### Supplied passage
┄┄┄┄┄┄┄┄┄┄

Capital punishment

October 04, 2013 12:23 am | Updated April 21, 2017 06:01 pm IST

It has become common for intellectuals to question the relevance of the death sentence, whenever the court awards it (“Why capital punishment must go,” Oct. 3). Their main argument is that the death penalty has failed to deter people from committing heinous crimes. Just because a punishment does not prevent some perverted criminals from committing brutal crimes, should we stop punishing them?

P.V.R. Reddy,Bangalore

There is nothing in the Delhi gang rape case verdict to suggest that the judge awarded the death penalty only to satisfy the collective conscience of the community. I agree we need to amend age-old laws, develop scientific methods of investigation and speed up the justice system. But when someone is proved guilty on the basis of strong evidence, he should be awarded the maximum punishment under the law.

Pardeep Kansal,Bhiwadi

Satyabrata Pal claims that people who are victims of society’s inequities are bound to be brutal in their behaviour. Are there not millions who face similar inequities? Are they all taking out “a lifetime’s frustrations” on their victims? To claim that such brutality nauseates only the middle class is unacceptable. I am fairly sure every woman and man on the streets was just as nauseated over the Delhi gang rape.

Pavithra Srinivasan,Oxford

This refers to the contention that the brutality that brings a crime into the ambit of the “rarest of rare” is bred into the offenders’ lives. The justice system cannot give a verdict based on the past life of the accused and their societal rejection. Courts cannot be lenient to some offenders because compassion has never touched their lives.

Muralidharan Raju Iyer,Chennai

The author agrees that the gang rape was bestial but says “men forced to live like brutes will kill like brutes.” Do all poor people have a tendency to be brutal? Are we going to take a lenient view of heinous crimes on the basis of the socio-economic conditions of culprits?

P. Saseendran,Koyilandy

I agree the Delhi gang rape convicts were products of our community and did not have a decent life. But under no circumstances can the crime they committed be explained. If it was true that judges tend to be influenced by the “collective conscience of the community,” the juvenile accused would also have got the death penalty. If the death penalty is a barbaric anomaly, the crime and the way it was committed weren’t civilised either.

Shubhda Sharma,Delhi

By arguing that the Delhi gang rape culprits lived in difficult circumstances and therefore they were brutal, the author has overlooked many poor people who live with human values and morals in similar circumstances.

┄┄┄┄┄┄┄┄┄┄

### Given entries
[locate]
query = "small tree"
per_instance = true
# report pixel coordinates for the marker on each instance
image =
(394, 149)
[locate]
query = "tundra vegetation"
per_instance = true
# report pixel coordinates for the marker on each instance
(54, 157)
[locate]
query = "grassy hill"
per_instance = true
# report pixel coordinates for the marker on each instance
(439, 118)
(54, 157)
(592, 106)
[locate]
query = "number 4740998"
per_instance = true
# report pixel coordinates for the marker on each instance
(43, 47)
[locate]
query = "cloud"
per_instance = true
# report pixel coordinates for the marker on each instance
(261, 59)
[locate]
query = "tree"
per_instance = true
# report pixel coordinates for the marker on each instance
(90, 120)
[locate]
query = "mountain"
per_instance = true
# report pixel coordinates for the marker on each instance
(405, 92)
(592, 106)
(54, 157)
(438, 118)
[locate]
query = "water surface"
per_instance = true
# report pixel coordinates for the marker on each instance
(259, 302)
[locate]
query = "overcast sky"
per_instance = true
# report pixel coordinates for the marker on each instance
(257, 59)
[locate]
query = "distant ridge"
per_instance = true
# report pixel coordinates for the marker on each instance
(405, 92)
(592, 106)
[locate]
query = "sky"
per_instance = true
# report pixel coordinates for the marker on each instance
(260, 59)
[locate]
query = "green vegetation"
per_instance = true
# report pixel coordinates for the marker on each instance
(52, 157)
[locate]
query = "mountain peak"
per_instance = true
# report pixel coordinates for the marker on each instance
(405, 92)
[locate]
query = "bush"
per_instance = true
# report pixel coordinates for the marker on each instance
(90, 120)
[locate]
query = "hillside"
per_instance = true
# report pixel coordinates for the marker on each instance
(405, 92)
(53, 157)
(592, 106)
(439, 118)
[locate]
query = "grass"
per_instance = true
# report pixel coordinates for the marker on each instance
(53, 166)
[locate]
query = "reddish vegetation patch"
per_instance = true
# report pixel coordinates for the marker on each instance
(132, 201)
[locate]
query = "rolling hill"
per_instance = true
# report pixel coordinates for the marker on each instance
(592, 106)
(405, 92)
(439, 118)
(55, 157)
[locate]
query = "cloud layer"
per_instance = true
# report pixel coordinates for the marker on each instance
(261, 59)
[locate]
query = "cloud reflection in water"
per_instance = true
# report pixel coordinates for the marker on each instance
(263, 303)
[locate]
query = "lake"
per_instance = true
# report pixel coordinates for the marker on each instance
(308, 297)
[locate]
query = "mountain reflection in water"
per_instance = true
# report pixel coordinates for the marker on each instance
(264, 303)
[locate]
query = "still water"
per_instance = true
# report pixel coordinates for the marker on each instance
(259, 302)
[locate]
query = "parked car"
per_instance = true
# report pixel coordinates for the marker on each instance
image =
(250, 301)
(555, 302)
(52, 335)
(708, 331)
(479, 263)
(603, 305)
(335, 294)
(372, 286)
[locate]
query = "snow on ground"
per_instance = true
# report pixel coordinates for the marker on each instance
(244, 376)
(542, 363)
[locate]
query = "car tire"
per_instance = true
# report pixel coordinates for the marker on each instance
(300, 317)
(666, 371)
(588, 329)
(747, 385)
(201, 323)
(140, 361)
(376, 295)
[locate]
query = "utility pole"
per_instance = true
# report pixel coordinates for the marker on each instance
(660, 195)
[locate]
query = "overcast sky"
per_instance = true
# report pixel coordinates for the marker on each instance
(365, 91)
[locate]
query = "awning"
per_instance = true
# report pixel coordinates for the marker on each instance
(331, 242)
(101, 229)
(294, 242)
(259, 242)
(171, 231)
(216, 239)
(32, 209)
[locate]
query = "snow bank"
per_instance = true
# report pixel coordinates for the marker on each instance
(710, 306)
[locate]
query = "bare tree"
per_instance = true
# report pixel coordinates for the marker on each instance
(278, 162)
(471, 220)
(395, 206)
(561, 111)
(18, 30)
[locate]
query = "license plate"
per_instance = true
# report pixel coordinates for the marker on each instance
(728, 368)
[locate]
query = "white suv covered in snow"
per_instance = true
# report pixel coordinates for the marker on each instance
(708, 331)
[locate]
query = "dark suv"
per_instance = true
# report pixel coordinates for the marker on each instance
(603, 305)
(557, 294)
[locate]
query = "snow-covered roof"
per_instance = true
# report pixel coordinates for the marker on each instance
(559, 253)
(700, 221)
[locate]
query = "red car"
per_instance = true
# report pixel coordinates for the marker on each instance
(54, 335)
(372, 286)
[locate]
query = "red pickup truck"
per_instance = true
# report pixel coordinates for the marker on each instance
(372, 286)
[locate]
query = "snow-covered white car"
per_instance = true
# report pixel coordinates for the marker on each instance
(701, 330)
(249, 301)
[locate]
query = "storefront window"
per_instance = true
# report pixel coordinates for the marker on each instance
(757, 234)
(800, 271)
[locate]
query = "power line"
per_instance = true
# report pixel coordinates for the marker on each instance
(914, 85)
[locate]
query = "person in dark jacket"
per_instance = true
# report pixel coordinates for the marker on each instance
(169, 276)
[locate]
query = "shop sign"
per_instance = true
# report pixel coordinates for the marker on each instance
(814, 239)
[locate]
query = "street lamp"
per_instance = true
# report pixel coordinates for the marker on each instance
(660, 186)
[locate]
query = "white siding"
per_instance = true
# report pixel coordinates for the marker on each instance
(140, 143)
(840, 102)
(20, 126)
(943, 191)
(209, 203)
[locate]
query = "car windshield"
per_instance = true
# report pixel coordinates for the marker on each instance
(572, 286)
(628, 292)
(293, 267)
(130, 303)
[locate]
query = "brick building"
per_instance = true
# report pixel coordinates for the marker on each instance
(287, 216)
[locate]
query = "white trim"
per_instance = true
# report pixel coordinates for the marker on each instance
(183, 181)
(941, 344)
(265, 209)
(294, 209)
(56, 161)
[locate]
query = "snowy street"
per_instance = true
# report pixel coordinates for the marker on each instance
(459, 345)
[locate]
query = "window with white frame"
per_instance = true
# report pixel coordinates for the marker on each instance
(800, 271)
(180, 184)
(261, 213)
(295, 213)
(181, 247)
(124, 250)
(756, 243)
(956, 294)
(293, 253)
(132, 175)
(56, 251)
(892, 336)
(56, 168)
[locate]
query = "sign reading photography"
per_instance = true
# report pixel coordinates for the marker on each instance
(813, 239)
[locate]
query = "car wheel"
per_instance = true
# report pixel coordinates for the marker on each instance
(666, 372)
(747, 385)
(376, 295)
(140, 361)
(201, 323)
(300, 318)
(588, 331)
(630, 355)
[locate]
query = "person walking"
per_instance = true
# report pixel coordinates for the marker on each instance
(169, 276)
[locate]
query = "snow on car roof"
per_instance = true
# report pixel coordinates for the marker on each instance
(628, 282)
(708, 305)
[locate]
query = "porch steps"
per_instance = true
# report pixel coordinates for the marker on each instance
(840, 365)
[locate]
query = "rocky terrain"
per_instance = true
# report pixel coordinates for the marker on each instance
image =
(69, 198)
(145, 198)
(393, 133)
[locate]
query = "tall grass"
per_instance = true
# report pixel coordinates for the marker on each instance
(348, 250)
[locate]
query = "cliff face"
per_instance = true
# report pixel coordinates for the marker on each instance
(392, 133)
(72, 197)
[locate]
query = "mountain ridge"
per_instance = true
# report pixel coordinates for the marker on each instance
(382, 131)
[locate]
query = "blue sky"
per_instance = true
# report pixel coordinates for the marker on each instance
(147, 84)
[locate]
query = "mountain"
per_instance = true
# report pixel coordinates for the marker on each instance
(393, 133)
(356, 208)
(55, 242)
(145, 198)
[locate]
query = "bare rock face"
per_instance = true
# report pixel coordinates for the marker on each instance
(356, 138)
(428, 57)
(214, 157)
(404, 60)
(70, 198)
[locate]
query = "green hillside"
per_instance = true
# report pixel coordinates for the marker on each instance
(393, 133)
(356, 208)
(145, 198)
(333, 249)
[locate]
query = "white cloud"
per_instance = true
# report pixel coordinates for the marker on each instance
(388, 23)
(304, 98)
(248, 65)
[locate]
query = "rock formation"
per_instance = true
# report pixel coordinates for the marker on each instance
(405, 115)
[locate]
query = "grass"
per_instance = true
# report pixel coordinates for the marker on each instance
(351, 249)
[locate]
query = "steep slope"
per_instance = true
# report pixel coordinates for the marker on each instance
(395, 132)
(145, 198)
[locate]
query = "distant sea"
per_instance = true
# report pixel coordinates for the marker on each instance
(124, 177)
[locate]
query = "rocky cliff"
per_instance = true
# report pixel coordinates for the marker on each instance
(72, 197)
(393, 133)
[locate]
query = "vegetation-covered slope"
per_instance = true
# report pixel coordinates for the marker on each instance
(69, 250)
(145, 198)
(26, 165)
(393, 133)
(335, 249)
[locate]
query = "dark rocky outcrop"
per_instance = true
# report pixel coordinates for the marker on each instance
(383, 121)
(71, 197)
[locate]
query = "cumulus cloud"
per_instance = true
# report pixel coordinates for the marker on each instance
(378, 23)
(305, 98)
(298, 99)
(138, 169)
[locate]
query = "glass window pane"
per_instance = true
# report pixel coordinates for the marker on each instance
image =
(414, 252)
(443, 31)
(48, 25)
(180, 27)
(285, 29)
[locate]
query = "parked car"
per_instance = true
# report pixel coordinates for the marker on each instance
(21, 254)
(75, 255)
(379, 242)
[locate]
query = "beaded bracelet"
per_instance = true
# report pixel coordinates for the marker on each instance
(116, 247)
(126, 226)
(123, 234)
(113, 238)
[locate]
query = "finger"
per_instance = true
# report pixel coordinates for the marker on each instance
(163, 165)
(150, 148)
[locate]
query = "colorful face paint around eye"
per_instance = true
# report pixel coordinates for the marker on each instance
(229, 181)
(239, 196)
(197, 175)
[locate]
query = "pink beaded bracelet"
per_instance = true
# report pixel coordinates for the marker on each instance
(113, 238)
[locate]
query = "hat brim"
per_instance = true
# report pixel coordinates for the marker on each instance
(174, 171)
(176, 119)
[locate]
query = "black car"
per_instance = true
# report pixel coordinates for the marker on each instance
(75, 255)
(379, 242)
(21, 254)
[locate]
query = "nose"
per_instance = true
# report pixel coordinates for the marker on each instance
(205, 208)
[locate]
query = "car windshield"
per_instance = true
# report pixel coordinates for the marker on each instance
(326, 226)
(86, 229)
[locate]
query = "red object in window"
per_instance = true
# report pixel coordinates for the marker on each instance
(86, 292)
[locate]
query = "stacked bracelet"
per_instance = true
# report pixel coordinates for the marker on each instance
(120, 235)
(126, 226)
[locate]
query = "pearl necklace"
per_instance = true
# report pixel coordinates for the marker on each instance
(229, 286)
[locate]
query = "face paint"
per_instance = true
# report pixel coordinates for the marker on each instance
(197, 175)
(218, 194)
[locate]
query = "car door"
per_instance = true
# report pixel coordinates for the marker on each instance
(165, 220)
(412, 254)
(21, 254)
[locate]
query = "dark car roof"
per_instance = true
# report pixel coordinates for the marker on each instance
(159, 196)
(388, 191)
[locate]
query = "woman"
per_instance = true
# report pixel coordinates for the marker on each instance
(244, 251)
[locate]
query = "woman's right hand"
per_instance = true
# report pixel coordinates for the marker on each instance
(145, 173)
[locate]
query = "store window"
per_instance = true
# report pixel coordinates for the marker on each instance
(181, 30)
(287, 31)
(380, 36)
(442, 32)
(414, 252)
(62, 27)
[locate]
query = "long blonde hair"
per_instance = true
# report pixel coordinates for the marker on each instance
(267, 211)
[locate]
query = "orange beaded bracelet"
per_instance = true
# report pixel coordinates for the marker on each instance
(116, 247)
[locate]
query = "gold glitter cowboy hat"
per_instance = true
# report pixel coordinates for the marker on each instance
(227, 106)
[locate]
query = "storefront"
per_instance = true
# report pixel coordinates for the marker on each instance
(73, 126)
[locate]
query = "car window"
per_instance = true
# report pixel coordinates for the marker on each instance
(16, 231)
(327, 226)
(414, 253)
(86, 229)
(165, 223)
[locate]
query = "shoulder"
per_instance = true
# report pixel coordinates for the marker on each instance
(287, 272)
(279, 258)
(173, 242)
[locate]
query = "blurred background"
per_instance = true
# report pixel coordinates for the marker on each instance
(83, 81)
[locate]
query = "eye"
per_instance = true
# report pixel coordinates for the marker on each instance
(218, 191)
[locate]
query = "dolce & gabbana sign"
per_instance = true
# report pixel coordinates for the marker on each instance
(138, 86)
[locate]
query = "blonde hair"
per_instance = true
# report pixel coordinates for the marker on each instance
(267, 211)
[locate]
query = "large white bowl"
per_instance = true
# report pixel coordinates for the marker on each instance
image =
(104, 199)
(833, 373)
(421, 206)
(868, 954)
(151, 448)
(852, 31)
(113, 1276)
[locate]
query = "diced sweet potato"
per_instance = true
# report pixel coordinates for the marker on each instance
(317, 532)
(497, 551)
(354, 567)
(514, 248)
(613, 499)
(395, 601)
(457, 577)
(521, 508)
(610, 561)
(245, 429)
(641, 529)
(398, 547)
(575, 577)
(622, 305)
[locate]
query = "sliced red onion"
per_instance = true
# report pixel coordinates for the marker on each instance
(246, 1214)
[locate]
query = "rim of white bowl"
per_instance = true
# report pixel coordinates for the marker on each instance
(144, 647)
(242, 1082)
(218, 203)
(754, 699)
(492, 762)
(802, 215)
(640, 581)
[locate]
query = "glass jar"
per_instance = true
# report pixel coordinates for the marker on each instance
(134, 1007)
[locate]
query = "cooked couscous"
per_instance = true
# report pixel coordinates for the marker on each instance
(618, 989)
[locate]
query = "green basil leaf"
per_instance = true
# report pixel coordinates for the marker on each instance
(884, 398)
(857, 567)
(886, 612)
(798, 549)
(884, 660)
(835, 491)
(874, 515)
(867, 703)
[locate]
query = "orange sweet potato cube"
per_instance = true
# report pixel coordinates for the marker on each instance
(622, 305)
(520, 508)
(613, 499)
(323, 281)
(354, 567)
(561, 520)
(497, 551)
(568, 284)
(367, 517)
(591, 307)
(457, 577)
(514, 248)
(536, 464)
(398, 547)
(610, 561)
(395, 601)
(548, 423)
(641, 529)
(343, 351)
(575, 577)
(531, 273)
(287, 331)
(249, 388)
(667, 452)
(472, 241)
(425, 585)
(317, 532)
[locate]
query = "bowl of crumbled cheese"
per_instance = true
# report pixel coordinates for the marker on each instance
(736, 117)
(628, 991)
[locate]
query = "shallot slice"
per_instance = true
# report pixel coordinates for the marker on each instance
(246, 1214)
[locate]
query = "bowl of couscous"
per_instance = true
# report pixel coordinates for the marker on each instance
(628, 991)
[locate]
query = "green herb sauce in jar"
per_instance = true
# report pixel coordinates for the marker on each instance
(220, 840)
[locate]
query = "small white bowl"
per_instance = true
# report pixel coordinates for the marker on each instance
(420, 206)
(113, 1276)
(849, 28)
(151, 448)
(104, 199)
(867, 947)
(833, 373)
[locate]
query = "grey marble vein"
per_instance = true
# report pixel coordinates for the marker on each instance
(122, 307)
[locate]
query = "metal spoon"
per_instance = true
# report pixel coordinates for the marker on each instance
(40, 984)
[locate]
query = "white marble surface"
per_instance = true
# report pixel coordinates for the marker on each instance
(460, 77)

┄┄┄┄┄┄┄┄┄┄

### What you need to do
Summarize the letters on capital punishment in two sentences. The lines that come after the letters on capital punishment are separate material.

### Task answer
Responding to the article "Why capital punishment must go," the writers reject dropping the death penalty because it fails to deter some criminals and hold that anyone proved guilty on strong evidence should receive the maximum punishment under the law. They also dispute the claim that the Delhi gang rape convicts' hard lives account for their brutality: many poor people face similar inequities while living by human values, and courts cannot be lenient on the basis of an accused's past life.